▶ **Work order**
An exact copy of the records below is needed, with every picture left out.
__________________________________________________
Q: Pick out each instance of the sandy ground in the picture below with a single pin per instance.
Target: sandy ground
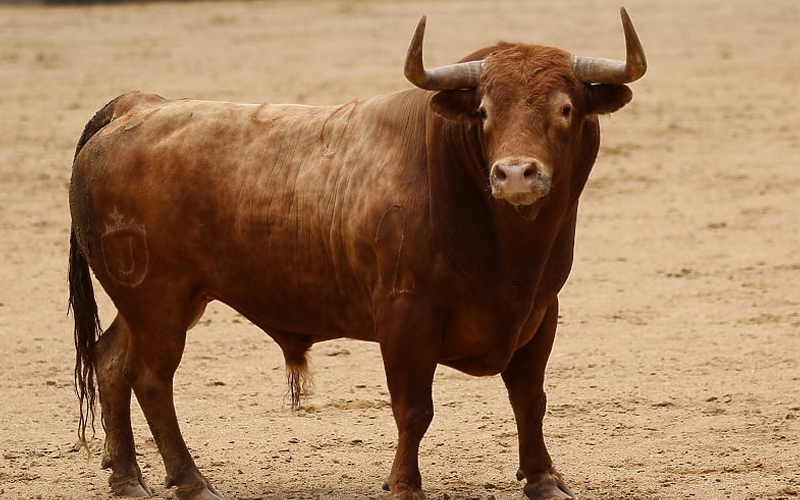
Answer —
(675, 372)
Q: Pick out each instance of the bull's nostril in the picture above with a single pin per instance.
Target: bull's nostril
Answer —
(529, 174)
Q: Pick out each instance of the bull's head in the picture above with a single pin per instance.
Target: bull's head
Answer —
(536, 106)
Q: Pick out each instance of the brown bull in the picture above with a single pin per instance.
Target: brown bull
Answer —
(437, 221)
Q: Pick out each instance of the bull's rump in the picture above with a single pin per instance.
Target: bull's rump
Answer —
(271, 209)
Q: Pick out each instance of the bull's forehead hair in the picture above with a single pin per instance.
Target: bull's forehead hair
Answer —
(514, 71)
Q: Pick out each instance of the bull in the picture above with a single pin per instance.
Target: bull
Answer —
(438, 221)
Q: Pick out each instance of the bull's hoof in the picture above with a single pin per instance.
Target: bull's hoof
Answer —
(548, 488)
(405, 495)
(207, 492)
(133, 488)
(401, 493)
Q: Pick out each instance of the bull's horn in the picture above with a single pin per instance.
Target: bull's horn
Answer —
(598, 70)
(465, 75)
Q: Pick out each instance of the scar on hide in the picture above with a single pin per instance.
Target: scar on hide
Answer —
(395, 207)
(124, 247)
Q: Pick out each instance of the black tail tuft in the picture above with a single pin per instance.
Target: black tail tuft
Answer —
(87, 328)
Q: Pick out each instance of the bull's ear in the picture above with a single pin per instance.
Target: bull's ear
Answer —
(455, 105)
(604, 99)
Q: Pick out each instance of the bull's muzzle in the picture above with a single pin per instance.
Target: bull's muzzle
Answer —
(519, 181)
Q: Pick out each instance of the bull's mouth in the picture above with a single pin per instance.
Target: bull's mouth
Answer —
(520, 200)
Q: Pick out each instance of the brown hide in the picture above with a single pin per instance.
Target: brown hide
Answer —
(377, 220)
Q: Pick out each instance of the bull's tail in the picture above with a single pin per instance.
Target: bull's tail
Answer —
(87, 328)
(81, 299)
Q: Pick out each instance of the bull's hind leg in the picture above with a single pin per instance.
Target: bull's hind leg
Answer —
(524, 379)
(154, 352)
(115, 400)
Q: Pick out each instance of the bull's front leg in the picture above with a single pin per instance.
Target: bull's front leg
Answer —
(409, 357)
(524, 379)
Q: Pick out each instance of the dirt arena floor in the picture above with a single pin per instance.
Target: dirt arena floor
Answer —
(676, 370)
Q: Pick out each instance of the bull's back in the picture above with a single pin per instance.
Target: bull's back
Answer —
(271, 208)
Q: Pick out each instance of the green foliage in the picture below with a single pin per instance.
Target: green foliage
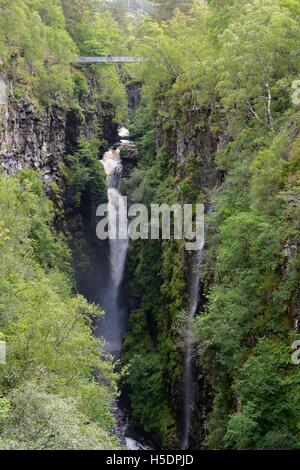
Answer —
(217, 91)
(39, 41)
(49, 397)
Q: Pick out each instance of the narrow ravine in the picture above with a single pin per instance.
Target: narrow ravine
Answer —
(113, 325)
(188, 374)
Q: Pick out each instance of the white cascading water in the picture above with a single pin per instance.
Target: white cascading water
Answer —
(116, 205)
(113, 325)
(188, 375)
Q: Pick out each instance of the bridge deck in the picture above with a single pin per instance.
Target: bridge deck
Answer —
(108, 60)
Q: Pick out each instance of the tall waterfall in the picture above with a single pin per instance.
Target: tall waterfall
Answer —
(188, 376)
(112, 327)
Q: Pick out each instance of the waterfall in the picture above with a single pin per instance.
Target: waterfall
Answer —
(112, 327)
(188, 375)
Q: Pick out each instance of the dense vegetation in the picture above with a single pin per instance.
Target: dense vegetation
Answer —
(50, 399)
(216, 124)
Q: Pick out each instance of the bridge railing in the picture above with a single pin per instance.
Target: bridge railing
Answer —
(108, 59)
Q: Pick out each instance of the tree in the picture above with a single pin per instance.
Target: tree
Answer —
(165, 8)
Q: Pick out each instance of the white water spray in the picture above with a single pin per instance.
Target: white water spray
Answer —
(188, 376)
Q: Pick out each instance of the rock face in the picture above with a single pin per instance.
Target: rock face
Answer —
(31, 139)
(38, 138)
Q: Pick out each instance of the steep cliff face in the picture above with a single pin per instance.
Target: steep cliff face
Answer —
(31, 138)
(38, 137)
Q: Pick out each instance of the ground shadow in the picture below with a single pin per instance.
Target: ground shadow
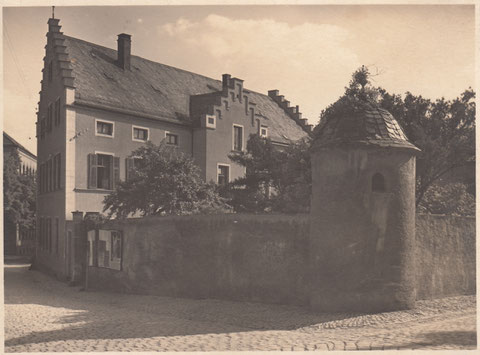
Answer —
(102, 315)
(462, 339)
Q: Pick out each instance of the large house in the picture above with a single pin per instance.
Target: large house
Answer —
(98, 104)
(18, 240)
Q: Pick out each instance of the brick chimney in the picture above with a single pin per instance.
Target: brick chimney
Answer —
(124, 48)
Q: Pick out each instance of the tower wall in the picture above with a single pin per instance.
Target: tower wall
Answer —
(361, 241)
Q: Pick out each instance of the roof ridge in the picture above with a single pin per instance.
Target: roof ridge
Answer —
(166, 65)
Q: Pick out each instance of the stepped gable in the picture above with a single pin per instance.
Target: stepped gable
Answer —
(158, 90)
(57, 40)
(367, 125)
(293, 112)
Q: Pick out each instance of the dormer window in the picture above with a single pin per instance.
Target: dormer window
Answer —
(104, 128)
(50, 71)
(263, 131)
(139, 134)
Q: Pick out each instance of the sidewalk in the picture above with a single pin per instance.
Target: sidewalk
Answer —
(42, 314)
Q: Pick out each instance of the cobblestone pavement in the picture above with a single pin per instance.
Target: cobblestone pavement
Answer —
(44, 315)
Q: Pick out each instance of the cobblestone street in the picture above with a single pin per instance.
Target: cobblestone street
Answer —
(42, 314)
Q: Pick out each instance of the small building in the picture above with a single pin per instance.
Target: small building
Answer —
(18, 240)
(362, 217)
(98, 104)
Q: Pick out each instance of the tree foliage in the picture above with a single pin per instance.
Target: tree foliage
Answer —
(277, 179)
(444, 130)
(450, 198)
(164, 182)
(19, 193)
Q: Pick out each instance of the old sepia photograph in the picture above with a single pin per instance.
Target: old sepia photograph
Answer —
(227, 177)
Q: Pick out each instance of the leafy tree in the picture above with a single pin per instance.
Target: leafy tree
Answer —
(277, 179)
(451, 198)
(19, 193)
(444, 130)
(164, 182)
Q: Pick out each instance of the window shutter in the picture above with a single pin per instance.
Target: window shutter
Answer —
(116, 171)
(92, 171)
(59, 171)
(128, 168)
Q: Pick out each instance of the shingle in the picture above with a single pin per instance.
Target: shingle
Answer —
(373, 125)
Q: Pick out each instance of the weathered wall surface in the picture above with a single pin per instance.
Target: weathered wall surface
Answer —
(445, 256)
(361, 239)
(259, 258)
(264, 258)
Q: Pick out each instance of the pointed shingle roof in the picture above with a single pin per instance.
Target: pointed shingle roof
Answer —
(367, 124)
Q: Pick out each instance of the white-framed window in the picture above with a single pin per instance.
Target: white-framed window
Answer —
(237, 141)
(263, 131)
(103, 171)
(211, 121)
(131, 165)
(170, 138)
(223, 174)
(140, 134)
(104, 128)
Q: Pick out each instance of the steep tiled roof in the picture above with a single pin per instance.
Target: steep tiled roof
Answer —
__________________________________________________
▶ **The completed task**
Q: Pick out each instance of the sandy ground in the picture below with a single pin per instance.
Target: sandy ground
Answer —
(675, 372)
Q: Pick out each instance of the bull's nostril in the picture above with a single pin per instance.
Target: bull's nostril
Answer —
(529, 174)
Q: Pick out each instance of the bull's head in the picture above with a single pin per instance.
Target: bull's head
Answer —
(536, 106)
Q: Pick out each instance of the brown bull in the picture above with a single pin per instance.
Target: brown bull
Answer —
(437, 221)
Q: Pick out each instance of the bull's rump in the picture above with a single pin per instance.
Target: bull's rump
Answer —
(271, 209)
Q: Pick out each instance of the bull's forehead hair in the picture above with a single pin per instance.
Target: bull's forehead hair
Answer —
(514, 71)
Q: Pick out each instance of the bull in the picture above with a single pin per instance.
Target: bull
Answer —
(438, 221)
Q: Pick out each instance of the bull's hoof in the picture above with a single pin per instance.
Target: bull's hoof
Answer —
(548, 488)
(405, 495)
(207, 492)
(133, 488)
(401, 493)
Q: Pick out each instance of the bull's horn in the picture above with a single pin per instance.
Target: bull's horn
Answer —
(598, 70)
(465, 75)
Q: Pick out each instance of the scar on hide in the picture above with a single pin per instance.
Target: scar on hide
Answer —
(395, 207)
(124, 247)
Q: Pick out each instance of the black tail tuft in the picture above with a single pin per instance.
Target: black tail tuft
Answer —
(87, 328)
Q: Pick out each instance of the bull's ear in the picture above with a single pin per instance.
Target: bull's ear
Answer —
(455, 105)
(604, 99)
Q: Pick out each instance of the bull's muzzle in the picture above with a single pin per instance.
Target: bull's muzzle
Answer —
(519, 181)
Q: Pick out each instance of the bull's mouth in the picture above with a single pin per instance.
Target: bull's mouth
Answer —
(520, 200)
Q: Pick out each instance of the brown hide in the picture above with a single pin per instance.
Target: brown hide
Answer —
(377, 220)
Q: Pick out each instance of the bull's tail in the picture above with a single pin per instance.
Target: bull's tail
Answer —
(87, 328)
(81, 299)
Q: Pick out each instance of the bull's hind leg in the picture above with a single pin per instance.
Target: bull's hind leg
Answer —
(524, 379)
(154, 352)
(115, 400)
Q: Pick out each instance of the bull's front leg in the picture above with a single pin per instance.
Target: bull's front leg
Answer —
(409, 357)
(524, 379)
Q: Pick out each instance of the dirt arena floor in the picture above with a single pin per instance.
Target: dirt arena floor
Answer —
(676, 370)
Q: Pick out each instance of the bull's back in the picture above with a single pin per instance.
Target: bull's back
Answer —
(271, 208)
Q: Pick out each instance of the green foliage in the picture below with a single pin per instance.
Target: green foliage
Answer —
(217, 91)
(39, 41)
(49, 397)
Q: Pick out each instance of the narrow ravine in the picture above with a single pin per instance.
Target: narrow ravine
Answer —
(113, 325)
(188, 374)
Q: Pick out each instance of the white cascading water in the picture above with a single pin per instance.
Target: white cascading water
Answer —
(116, 205)
(113, 325)
(188, 375)
Q: Pick out each instance of the bridge deck in the picture above with a single pin per instance.
Target: bridge deck
Answer —
(108, 60)
Q: Pick out each instance of the tall waterfall in the picture above with a single pin per instance.
Target: tall waterfall
Answer —
(188, 376)
(112, 327)
Q: Pick out each instance of the waterfall in the picture above with a single pin per instance.
Target: waterfall
Answer —
(112, 327)
(188, 375)
Q: Pick out each instance of the dense vegetation in the picture above with a single pin per instance.
Target: dense vegetation
Answer —
(50, 399)
(216, 124)
Q: Pick out each instance of the bridge railing in the picture above with a single pin per instance.
Target: bridge railing
Answer —
(108, 59)
Q: Pick out each instance of the tree in the picture above with a single pin per instance.
Target: tree
Answer —
(165, 8)
Q: Pick out each instance of the white water spray in the picture above with a single pin per instance.
Target: white water spray
Answer —
(188, 376)
Q: Pick out each instance of the rock face in the picture above with a single pin per instance.
Target: rock face
Answer —
(31, 139)
(38, 138)
Q: Pick out each instance of the steep cliff face in the picture above with a single pin per instance.
Target: steep cliff face
Answer —
(31, 138)
(38, 137)
Q: Pick out each instance of the ground shadow in the picture below with a single pin per instance.
Target: ground shadow
Answer —
(102, 315)
(462, 339)
Q: Pick out each instance of the large house in the picture above with a single pin per instance.
Target: large house
Answer —
(98, 104)
(18, 240)
Q: Pick out each instance of the brick chimney in the picture above with a single pin per instance.
Target: brick chimney
Answer —
(124, 48)
Q: Pick out each instance of the tower wall in the picture above with a single pin per instance.
Target: tower wall
Answer —
(361, 241)
Q: Pick out each instance of the roof ridge in the picture above with a single pin per instance.
Target: roof ridge
Answer —
(166, 65)
Q: Pick out each instance of the stepped gable in the picture above with a single pin per instance.
Target: stepped gable
Answer —
(158, 90)
(57, 40)
(367, 125)
(293, 112)
Q: Pick out each instance of the dormer window in the picture above with a single pin per instance.
Target: dormer window
Answer —
(104, 128)
(50, 71)
(263, 131)
(139, 134)
Q: Pick out each instance of the sidewalk in the picture above with a single pin per instance.
Target: sidewalk
Answer —
(42, 314)
Q: Pick out each instance of the cobblestone pavement in the picture above with a single pin per instance.
Target: cobblestone pavement
Answer —
(44, 315)
Q: Pick out each instance of the cobblestone street in the picture above with a single pin per instance.
Target: cobblestone street
Answer —
(42, 314)
Q: Pick out each instance of the small building in the picture above with a single pin per instance.
Target: small building
Answer —
(18, 240)
(362, 217)
(98, 104)
Q: Pick out each instance of the tree foliage in the picture above with a single pin per instance.
Target: tree foliage
Answer —
(277, 179)
(444, 130)
(450, 198)
(164, 182)
(19, 193)
Q: Pick out each instance of the old sepia photograph in the picture above with a single pin per instance.
Target: old sepia photograph
Answer —
(227, 177)
Q: Pick out each instance of the leafy tree in the picture above with a single pin per instance.
Target: leafy tree
Answer —
(277, 179)
(451, 198)
(19, 193)
(444, 130)
(164, 182)
Q: Pick out each instance of the window shutter in the picture above with a single pin per instance.
Target: window shutter
Answer —
(116, 171)
(92, 171)
(59, 171)
(128, 168)
Q: Pick out each instance of the shingle in the picture above with a single pin per instance.
Target: shingle
Answer —
(373, 125)
Q: Pick out each instance of the weathered wall surface in the picture above with a single pin per instance.
Target: weathered wall surface
Answer —
(445, 256)
(361, 239)
(259, 258)
(264, 258)
Q: Pick out each instance of the pointed shingle roof in the picture above with a single pin per instance.
Target: pointed shingle roof
Answer —
(367, 124)
Q: Pick out each instance of the white-framed window in the picture above with a single pin per instance.
Target: white-framed window
Answer —
(237, 141)
(263, 131)
(103, 171)
(211, 121)
(131, 165)
(170, 138)
(223, 174)
(140, 134)
(104, 128)
Q: Pick out each instance of the steep tiled roof in the picture above with a single pin per instance.
Target: steep tiled roof
Answer —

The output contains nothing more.